Format the material as a Markdown table with the columns No. and Line, one numbered row per line, leaving out blank lines. Leave the pictures out of the table.

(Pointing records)
+++++

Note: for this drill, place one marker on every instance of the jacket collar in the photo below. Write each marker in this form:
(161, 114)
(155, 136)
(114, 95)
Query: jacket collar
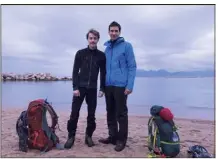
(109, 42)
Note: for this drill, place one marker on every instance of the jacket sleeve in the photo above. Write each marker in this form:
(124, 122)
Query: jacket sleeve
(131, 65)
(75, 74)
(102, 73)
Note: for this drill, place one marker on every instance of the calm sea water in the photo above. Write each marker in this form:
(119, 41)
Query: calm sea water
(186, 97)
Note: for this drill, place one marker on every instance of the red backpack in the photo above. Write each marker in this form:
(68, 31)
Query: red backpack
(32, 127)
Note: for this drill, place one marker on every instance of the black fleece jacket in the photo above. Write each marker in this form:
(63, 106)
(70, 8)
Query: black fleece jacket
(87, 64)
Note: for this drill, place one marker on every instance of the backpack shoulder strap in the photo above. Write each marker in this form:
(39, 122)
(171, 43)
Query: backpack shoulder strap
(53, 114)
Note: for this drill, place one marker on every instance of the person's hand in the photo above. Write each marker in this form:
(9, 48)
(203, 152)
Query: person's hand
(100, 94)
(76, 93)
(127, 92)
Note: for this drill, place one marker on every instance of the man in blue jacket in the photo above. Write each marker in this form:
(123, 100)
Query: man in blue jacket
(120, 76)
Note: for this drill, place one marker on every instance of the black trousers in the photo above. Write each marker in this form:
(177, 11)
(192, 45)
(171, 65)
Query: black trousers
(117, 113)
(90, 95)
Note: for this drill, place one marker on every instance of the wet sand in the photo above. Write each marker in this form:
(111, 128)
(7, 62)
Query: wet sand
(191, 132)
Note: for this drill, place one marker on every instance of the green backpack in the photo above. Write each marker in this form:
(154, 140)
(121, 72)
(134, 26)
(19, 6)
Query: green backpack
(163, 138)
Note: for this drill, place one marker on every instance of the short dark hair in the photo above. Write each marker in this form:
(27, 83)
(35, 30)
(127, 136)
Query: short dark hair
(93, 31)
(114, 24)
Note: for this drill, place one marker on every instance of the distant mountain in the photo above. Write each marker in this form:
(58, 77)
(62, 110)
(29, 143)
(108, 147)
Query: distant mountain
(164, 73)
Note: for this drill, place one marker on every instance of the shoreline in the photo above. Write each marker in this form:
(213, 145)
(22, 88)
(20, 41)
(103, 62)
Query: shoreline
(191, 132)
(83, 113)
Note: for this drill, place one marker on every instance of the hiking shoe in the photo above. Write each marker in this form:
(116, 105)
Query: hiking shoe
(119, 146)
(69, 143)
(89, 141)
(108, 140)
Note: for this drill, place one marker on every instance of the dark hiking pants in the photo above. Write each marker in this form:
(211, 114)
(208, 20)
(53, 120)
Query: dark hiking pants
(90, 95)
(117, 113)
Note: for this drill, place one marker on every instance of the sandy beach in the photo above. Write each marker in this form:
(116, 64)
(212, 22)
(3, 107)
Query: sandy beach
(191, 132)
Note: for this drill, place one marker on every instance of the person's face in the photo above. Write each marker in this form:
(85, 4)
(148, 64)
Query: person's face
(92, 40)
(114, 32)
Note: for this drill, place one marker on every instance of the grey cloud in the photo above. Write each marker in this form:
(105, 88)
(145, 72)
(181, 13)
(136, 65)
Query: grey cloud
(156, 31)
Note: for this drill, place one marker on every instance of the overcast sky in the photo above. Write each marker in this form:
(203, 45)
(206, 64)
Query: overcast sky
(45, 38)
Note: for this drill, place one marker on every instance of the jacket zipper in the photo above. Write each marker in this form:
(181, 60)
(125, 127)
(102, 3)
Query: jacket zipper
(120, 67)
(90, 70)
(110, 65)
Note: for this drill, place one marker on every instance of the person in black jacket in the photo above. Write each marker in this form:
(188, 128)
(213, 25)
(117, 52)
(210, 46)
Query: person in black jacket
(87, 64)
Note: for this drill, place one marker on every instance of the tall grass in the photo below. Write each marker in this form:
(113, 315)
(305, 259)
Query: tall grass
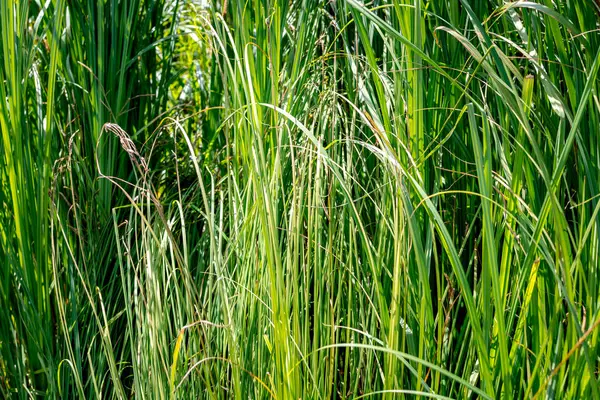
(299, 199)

+++++

> _RESULT OF THE TASK_
| No. | Line |
|---|---|
| 1 | Note: for this drill, place one marker on every instance of the jacket collar in the photo below. Write each marker in this form: |
| 2 | (161, 114) |
| 3 | (155, 136) |
| 4 | (114, 95) |
| 5 | Query: jacket collar |
| 6 | (109, 42) |
| 7 | Note: for this drill, place one marker on every instance of the jacket sleeve in the photo above. Write each marker in this form: |
| 8 | (124, 122) |
| 9 | Query: jacket sleeve |
| 10 | (131, 65) |
| 11 | (75, 74) |
| 12 | (102, 73) |
| 13 | Note: for this drill, place one marker on every instance of the calm sea water in the photo above. Write each marker in this form: |
| 14 | (119, 41) |
| 15 | Query: calm sea water |
| 16 | (186, 97) |
| 17 | Note: for this drill, place one marker on every instance of the red backpack in the photo above. Write each marker in this form: |
| 18 | (68, 31) |
| 19 | Query: red backpack |
| 20 | (32, 127) |
| 21 | Note: for this drill, place one marker on every instance of the black fleece jacket in the photo above. Write each marker in this form: |
| 22 | (63, 106) |
| 23 | (70, 8) |
| 24 | Query: black fleece jacket |
| 25 | (87, 64) |
| 26 | Note: for this drill, place one marker on every instance of the backpack shoulder strap in the photo above. Write each marker in this form: |
| 27 | (39, 122) |
| 28 | (171, 43) |
| 29 | Query: backpack shoulder strap |
| 30 | (53, 114) |
| 31 | Note: for this drill, place one marker on every instance of the person's hand in the photo above. Write each marker in this form: |
| 32 | (9, 48) |
| 33 | (203, 152) |
| 34 | Query: person's hand |
| 35 | (100, 94) |
| 36 | (76, 93) |
| 37 | (127, 92) |
| 38 | Note: for this drill, place one marker on every instance of the man in blue jacket in the photo above. Write each marker in this form: |
| 39 | (123, 100) |
| 40 | Query: man in blue jacket |
| 41 | (120, 76) |
| 42 | Note: for this drill, place one marker on every instance of the black trousers in the photo above. Write each marker in this form: |
| 43 | (177, 11) |
| 44 | (192, 45) |
| 45 | (171, 65) |
| 46 | Query: black trousers |
| 47 | (117, 113) |
| 48 | (90, 95) |
| 49 | Note: for this drill, place one marker on every instance of the wet sand in the photo above. Write each marker in this form: |
| 50 | (111, 128) |
| 51 | (7, 62) |
| 52 | Query: wet sand |
| 53 | (191, 132) |
| 54 | Note: for this drill, place one marker on every instance of the green backpack in the photo above. Write each marker in this form: |
| 55 | (154, 140) |
| 56 | (121, 72) |
| 57 | (134, 26) |
| 58 | (19, 6) |
| 59 | Query: green backpack |
| 60 | (163, 138) |
| 61 | Note: for this drill, place one marker on every instance of the short dark hair in the photo above. Write each marker in this form: |
| 62 | (27, 83) |
| 63 | (35, 30) |
| 64 | (127, 136) |
| 65 | Query: short dark hair |
| 66 | (93, 31) |
| 67 | (114, 24) |
| 68 | Note: for this drill, place one marker on every instance of the distant mountain in the photo above. Write each marker in this form: |
| 69 | (58, 77) |
| 70 | (62, 110) |
| 71 | (29, 143) |
| 72 | (108, 147) |
| 73 | Query: distant mountain |
| 74 | (164, 73) |
| 75 | Note: for this drill, place one marker on every instance of the shoreline in the photo above. Write each marker in this form: |
| 76 | (213, 145) |
| 77 | (22, 88) |
| 78 | (20, 41) |
| 79 | (103, 62) |
| 80 | Query: shoreline |
| 81 | (191, 132) |
| 82 | (83, 113) |
| 83 | Note: for this drill, place one marker on every instance of the hiking shoe in the photo above. Write each marker in this form: |
| 84 | (116, 105) |
| 85 | Query: hiking shoe |
| 86 | (119, 146) |
| 87 | (69, 143) |
| 88 | (89, 141) |
| 89 | (108, 140) |
| 90 | Note: for this drill, place one marker on every instance of the dark hiking pants in the photo above. Write each marker in this form: |
| 91 | (211, 114) |
| 92 | (208, 20) |
| 93 | (53, 120) |
| 94 | Query: dark hiking pants |
| 95 | (90, 95) |
| 96 | (117, 113) |
| 97 | Note: for this drill, place one marker on every instance of the sandy beach in the photo above. Write each marker in this form: |
| 98 | (116, 64) |
| 99 | (212, 22) |
| 100 | (3, 107) |
| 101 | Query: sandy beach |
| 102 | (191, 132) |
| 103 | Note: for this drill, place one marker on every instance of the person's face in the photo above. Write each marker in this form: |
| 104 | (85, 4) |
| 105 | (148, 64) |
| 106 | Query: person's face |
| 107 | (92, 40) |
| 108 | (114, 32) |
| 109 | Note: for this drill, place one marker on every instance of the grey cloud in the photo above. Write each marker in this form: |
| 110 | (105, 88) |
| 111 | (145, 72) |
| 112 | (181, 13) |
| 113 | (136, 65) |
| 114 | Query: grey cloud |
| 115 | (156, 31) |
| 116 | Note: for this drill, place one marker on every instance of the overcast sky in the photo above. Write each marker in this form: |
| 117 | (203, 45) |
| 118 | (206, 64) |
| 119 | Query: overcast sky |
| 120 | (45, 38) |
| 121 | Note: for this drill, place one marker on every instance of the jacket zipper in the photo above. Write each marker in this form: |
| 122 | (181, 60) |
| 123 | (125, 127) |
| 124 | (102, 3) |
| 125 | Query: jacket zipper |
| 126 | (120, 67) |
| 127 | (90, 70) |
| 128 | (110, 65) |
| 129 | Note: for this drill, place one marker on every instance of the person in black jacket in the photo above. Write each marker in this form: |
| 130 | (188, 128) |
| 131 | (213, 25) |
| 132 | (117, 52) |
| 133 | (210, 46) |
| 134 | Query: person in black jacket |
| 135 | (87, 64) |
| 136 | Note: for this drill, place one marker on every instance of the tall grass in the photo below. Write each marker in this form: |
| 137 | (113, 315) |
| 138 | (305, 259) |
| 139 | Query: tall grass |
| 140 | (299, 199) |